* Task description
Please gather every line of the material below that contains the word "building". Case counts.

* Exercise data

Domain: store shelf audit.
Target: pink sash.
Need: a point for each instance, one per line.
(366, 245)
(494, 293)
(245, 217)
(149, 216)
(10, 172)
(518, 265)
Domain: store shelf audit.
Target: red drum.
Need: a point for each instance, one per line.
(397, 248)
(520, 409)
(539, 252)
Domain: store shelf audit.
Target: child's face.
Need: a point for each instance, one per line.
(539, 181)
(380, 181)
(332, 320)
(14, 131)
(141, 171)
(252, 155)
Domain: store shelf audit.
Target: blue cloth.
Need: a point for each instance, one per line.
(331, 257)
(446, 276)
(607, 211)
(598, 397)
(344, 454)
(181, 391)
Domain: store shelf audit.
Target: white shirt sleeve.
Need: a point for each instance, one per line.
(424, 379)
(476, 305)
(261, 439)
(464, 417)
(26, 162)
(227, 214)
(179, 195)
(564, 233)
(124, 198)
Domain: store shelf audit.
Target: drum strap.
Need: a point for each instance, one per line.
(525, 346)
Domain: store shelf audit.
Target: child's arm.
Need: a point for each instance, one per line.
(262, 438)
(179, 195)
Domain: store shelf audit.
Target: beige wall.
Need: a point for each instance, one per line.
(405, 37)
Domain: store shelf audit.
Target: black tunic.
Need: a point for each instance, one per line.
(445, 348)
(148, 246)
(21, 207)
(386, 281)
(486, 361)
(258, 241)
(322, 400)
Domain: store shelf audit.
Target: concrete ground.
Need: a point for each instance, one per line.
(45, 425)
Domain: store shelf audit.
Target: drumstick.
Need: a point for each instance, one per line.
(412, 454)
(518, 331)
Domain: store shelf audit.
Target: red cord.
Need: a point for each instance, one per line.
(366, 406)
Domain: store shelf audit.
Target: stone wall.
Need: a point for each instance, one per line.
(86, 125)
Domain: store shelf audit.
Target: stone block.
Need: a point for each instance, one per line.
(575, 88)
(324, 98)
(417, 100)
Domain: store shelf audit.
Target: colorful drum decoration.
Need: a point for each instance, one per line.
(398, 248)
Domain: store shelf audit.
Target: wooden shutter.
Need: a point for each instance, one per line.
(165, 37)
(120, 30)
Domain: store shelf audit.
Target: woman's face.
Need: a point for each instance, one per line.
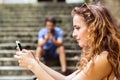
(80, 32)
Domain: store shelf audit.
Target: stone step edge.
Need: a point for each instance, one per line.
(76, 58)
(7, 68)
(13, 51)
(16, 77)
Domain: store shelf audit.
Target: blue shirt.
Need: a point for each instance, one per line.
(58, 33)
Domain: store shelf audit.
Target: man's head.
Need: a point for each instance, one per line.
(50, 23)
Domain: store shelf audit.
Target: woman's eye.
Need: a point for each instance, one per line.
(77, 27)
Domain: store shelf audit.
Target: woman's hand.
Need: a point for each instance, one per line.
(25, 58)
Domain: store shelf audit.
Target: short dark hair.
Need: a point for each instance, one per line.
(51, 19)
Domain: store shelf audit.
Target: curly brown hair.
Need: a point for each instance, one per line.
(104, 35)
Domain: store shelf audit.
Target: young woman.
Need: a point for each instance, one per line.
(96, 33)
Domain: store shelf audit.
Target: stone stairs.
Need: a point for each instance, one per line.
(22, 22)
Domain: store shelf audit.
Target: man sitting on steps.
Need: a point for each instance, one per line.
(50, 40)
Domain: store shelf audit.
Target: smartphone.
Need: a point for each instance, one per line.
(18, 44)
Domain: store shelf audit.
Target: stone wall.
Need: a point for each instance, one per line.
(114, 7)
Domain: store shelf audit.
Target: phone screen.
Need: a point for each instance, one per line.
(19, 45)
--
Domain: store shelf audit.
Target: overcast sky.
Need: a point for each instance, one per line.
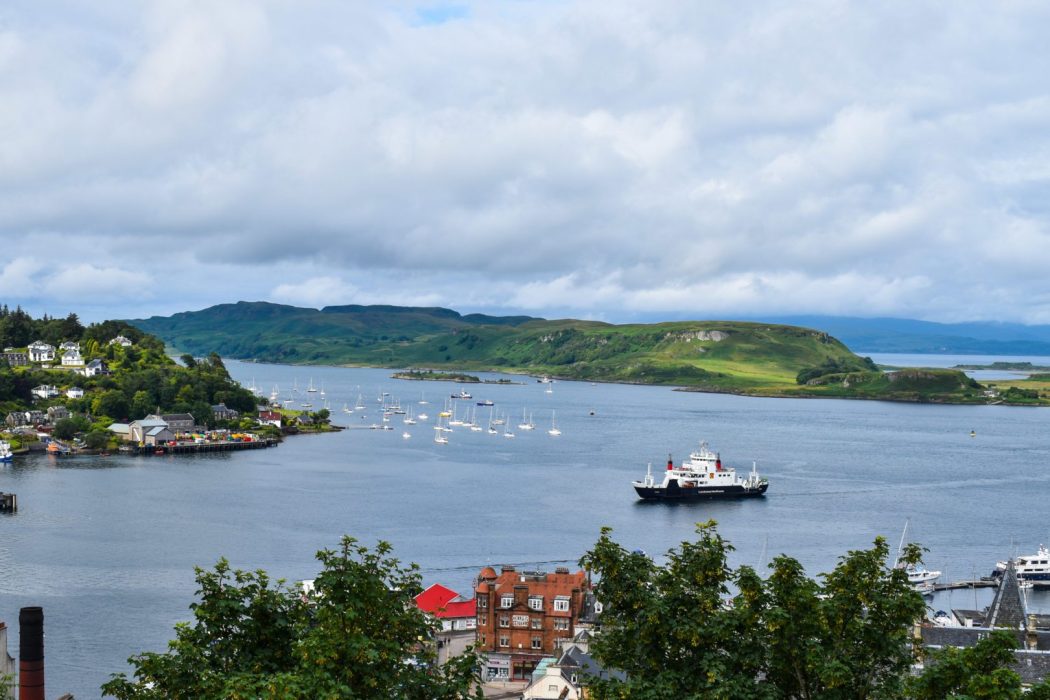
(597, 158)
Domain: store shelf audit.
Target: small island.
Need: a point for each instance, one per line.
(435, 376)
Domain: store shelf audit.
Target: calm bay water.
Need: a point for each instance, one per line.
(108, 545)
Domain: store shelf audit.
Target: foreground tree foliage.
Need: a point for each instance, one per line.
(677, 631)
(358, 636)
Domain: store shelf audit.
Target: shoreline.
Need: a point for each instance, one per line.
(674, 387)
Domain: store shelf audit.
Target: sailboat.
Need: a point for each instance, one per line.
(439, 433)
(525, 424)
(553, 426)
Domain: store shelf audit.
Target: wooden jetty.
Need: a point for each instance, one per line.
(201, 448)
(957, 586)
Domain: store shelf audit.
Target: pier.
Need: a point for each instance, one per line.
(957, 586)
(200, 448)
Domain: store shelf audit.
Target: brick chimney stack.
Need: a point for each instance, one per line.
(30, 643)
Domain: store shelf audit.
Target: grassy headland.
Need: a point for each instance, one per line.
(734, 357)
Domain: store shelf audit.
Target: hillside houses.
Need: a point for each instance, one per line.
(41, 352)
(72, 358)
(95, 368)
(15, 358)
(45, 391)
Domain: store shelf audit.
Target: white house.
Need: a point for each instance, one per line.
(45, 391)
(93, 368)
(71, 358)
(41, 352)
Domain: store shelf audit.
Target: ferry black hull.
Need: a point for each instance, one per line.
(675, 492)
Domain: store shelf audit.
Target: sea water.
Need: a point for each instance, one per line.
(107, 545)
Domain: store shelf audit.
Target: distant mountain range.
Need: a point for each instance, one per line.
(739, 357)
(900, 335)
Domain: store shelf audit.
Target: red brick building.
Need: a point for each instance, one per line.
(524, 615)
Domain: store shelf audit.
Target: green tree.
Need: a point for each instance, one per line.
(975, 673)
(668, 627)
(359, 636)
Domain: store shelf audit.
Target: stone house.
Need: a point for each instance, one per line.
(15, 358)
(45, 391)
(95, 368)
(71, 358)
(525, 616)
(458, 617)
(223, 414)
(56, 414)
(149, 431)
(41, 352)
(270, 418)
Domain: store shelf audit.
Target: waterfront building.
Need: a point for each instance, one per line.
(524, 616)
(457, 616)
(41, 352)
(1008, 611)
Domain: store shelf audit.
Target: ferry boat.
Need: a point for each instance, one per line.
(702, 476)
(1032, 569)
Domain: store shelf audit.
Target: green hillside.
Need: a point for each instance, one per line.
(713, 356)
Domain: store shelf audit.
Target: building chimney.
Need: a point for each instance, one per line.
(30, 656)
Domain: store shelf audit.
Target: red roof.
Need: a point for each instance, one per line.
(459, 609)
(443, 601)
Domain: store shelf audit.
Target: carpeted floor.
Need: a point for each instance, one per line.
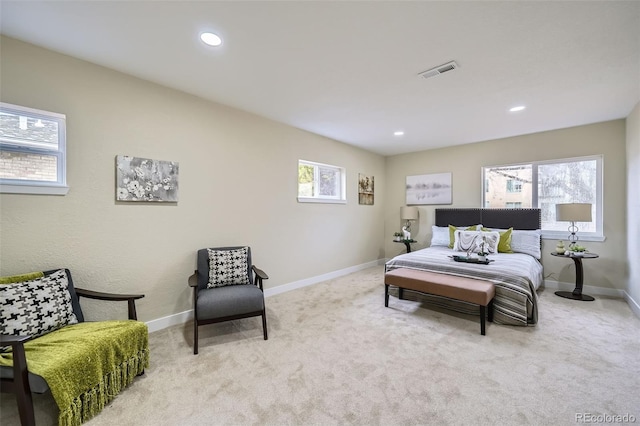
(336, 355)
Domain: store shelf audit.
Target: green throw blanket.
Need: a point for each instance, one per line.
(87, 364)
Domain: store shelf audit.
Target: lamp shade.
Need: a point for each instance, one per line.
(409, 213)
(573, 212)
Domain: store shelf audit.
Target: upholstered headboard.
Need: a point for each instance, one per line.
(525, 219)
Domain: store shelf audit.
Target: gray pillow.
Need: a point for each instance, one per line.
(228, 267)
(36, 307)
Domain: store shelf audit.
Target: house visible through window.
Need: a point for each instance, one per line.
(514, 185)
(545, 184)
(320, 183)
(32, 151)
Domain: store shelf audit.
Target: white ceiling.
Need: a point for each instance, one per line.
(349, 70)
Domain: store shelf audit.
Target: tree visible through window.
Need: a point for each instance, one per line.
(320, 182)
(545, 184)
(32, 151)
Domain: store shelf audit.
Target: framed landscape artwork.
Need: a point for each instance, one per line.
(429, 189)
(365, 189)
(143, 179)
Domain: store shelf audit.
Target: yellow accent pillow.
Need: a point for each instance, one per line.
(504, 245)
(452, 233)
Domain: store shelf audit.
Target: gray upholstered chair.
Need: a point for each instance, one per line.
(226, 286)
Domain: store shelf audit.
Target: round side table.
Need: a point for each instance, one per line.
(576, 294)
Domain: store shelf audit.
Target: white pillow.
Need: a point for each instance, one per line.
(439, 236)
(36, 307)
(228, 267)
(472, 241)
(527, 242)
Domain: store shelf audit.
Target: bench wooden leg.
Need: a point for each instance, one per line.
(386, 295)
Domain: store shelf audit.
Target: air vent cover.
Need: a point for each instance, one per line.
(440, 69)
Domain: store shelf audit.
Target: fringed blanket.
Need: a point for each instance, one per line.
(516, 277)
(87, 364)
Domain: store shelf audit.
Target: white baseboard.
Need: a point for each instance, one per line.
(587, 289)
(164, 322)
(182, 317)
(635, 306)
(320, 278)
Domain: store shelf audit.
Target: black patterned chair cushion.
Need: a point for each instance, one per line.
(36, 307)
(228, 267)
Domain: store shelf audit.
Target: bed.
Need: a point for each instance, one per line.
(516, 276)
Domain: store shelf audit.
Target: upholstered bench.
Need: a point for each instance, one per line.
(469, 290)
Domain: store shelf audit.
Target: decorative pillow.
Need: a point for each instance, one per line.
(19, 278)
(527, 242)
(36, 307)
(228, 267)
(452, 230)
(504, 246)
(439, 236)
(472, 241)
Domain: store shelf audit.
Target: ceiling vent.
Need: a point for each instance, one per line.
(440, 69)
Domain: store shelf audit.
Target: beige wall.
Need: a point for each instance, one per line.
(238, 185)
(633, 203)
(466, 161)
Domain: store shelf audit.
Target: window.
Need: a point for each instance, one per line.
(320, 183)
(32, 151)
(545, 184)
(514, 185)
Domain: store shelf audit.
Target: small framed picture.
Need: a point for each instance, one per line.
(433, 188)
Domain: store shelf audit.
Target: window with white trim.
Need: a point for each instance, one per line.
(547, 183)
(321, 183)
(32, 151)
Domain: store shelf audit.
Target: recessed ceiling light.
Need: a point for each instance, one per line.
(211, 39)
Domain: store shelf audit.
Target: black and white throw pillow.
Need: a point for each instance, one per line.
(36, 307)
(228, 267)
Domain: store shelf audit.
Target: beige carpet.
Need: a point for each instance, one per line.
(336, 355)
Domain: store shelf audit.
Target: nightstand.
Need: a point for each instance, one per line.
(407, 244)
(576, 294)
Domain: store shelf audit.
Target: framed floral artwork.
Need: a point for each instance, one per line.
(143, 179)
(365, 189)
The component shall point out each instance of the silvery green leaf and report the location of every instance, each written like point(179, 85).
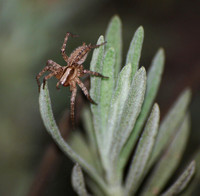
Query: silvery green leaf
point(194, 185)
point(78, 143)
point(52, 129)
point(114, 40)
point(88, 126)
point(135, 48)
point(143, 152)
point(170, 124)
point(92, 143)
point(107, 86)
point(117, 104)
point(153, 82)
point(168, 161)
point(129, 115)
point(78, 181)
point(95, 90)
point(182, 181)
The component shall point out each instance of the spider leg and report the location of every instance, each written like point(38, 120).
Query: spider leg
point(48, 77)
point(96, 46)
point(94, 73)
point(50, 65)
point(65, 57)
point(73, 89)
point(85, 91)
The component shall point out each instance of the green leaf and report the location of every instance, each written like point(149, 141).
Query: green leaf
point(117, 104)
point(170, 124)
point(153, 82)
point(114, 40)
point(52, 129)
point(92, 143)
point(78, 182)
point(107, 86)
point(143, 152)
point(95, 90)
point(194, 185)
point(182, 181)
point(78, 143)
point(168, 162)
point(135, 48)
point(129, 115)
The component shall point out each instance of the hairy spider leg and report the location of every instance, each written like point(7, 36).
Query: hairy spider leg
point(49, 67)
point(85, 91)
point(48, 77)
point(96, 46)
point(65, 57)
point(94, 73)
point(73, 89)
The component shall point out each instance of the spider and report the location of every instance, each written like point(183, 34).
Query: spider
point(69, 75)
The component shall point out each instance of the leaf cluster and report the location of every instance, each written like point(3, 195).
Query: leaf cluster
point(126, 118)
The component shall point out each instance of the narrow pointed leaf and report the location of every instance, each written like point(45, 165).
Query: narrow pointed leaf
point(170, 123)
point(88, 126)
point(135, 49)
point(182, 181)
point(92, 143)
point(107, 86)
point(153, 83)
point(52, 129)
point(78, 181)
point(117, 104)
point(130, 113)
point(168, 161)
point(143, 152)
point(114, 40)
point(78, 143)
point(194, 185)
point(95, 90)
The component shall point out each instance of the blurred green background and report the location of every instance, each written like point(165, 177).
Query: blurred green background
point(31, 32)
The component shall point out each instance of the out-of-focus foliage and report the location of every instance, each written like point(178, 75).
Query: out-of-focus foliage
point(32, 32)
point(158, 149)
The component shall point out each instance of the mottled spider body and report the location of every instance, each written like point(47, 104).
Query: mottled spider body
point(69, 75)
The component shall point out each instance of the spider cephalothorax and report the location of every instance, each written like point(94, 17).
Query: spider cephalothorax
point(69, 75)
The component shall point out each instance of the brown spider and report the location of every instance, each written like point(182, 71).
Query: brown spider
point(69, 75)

* Task response
Target: red brick building.
Target: waterfront building.
Target: building chimney.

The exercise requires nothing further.